**TO DO:** In the records below, reproduce word for word every line from the one containing "Reviewer note: every instance of the white yogurt" through the end of the records.
====== EXTRACTED ENTRIES ======
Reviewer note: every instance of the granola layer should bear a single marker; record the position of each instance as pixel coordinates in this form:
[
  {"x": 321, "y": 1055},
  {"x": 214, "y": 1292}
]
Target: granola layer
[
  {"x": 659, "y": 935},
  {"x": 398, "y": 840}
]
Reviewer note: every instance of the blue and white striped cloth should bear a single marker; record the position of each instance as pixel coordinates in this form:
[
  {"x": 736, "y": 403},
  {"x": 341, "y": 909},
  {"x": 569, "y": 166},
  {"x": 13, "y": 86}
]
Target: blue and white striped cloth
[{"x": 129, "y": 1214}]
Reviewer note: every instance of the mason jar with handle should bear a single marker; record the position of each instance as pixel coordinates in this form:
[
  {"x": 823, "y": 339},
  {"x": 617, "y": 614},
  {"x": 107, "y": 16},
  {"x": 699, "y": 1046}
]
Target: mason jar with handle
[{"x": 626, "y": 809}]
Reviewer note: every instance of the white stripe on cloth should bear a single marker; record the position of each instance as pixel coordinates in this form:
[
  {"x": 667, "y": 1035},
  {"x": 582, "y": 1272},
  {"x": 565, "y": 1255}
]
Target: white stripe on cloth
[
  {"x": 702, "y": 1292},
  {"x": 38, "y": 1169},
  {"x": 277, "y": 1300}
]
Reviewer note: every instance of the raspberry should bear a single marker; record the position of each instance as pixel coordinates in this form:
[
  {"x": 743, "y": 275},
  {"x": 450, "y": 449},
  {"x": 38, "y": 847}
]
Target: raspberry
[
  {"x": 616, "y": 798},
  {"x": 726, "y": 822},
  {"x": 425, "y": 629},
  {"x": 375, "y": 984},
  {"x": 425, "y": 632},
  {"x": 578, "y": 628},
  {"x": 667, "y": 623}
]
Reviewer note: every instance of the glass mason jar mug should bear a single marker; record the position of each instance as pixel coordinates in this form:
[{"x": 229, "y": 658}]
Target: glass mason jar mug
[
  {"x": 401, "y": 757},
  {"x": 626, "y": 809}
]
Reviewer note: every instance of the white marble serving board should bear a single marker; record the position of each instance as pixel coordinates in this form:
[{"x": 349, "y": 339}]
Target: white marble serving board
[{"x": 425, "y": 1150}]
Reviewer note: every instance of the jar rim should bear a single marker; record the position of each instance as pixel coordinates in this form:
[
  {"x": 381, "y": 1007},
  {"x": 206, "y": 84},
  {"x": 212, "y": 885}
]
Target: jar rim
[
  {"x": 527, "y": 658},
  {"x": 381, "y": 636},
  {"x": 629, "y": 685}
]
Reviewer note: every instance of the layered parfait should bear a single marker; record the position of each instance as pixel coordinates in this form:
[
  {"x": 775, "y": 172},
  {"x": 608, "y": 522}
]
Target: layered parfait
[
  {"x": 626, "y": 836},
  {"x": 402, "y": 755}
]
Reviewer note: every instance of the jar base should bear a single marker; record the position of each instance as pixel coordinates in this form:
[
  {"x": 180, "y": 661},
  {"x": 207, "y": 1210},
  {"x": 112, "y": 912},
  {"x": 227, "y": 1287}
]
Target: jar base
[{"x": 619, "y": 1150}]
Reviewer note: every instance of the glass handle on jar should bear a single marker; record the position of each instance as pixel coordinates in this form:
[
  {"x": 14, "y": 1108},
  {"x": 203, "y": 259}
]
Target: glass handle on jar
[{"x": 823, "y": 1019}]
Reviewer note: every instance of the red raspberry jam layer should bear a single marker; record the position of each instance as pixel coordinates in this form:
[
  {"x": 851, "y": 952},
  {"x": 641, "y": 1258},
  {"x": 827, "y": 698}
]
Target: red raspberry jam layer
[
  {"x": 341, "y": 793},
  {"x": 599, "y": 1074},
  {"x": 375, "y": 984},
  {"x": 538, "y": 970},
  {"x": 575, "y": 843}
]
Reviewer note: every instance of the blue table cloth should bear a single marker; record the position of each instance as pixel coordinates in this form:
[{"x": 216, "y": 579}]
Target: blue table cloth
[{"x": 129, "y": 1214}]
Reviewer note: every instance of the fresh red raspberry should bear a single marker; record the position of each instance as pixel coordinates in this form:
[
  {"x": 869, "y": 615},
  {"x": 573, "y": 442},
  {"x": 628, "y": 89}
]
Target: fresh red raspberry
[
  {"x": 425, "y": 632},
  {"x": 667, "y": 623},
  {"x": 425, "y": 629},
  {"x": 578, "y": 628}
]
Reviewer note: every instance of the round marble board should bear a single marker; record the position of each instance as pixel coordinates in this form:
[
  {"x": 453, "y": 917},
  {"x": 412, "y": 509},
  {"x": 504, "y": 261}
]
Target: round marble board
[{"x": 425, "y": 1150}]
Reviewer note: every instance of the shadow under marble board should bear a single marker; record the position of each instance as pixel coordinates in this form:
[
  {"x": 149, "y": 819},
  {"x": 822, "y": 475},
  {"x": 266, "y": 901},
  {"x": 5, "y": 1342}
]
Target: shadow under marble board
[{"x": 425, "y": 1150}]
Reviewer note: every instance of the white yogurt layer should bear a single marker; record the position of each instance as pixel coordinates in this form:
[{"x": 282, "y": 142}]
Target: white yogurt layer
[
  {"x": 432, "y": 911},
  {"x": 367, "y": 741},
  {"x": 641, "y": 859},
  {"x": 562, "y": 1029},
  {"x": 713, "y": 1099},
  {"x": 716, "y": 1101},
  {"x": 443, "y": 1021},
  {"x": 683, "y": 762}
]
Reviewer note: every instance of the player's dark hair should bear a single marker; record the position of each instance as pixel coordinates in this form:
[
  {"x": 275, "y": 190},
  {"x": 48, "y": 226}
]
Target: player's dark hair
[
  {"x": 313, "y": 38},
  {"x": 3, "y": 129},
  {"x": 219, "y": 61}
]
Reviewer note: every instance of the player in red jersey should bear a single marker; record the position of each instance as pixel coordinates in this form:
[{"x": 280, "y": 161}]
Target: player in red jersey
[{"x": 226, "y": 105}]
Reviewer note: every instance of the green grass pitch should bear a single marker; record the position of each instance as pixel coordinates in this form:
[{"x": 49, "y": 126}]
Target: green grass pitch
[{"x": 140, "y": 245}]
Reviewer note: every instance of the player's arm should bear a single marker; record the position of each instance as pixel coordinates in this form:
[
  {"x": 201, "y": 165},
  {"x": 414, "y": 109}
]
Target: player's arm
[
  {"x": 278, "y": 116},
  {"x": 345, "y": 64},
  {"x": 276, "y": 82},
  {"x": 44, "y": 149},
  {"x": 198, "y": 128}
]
======
**COMPLETED TASK:**
Reviewer note: every instance of the white yogurt layer should bear a single marker; record the position of each instance as pixel coordinates in this form:
[{"x": 282, "y": 142}]
Target: white yogurt layer
[
  {"x": 432, "y": 911},
  {"x": 367, "y": 741},
  {"x": 641, "y": 859},
  {"x": 562, "y": 1029},
  {"x": 713, "y": 1099},
  {"x": 716, "y": 1101},
  {"x": 443, "y": 1021},
  {"x": 683, "y": 762}
]
Reviewer note: every instance of the player's dark hair should bear a single marker; record the position of each instance as pixel coordinates in this form:
[
  {"x": 275, "y": 190},
  {"x": 48, "y": 226}
]
Target: player's dark hair
[
  {"x": 313, "y": 38},
  {"x": 3, "y": 129},
  {"x": 219, "y": 61}
]
Reviewer note: every instance of the player in red jersey should bear a single marker; record the position of each instance as pixel coordinates in this form:
[{"x": 280, "y": 161}]
Target: player in red jersey
[{"x": 226, "y": 105}]
Reviewer note: every instance of the green grass pitch should bear a single marker; record the position of each instance as pixel coordinates in this form:
[{"x": 49, "y": 126}]
Target: green grass pitch
[{"x": 140, "y": 245}]
Reviewer note: every instance of the player's arm should bear a single marker; record the position of each instance as pixel coordinates in this form:
[
  {"x": 201, "y": 165},
  {"x": 414, "y": 109}
]
Target: player's arm
[
  {"x": 278, "y": 116},
  {"x": 345, "y": 64},
  {"x": 276, "y": 82},
  {"x": 44, "y": 149},
  {"x": 198, "y": 128}
]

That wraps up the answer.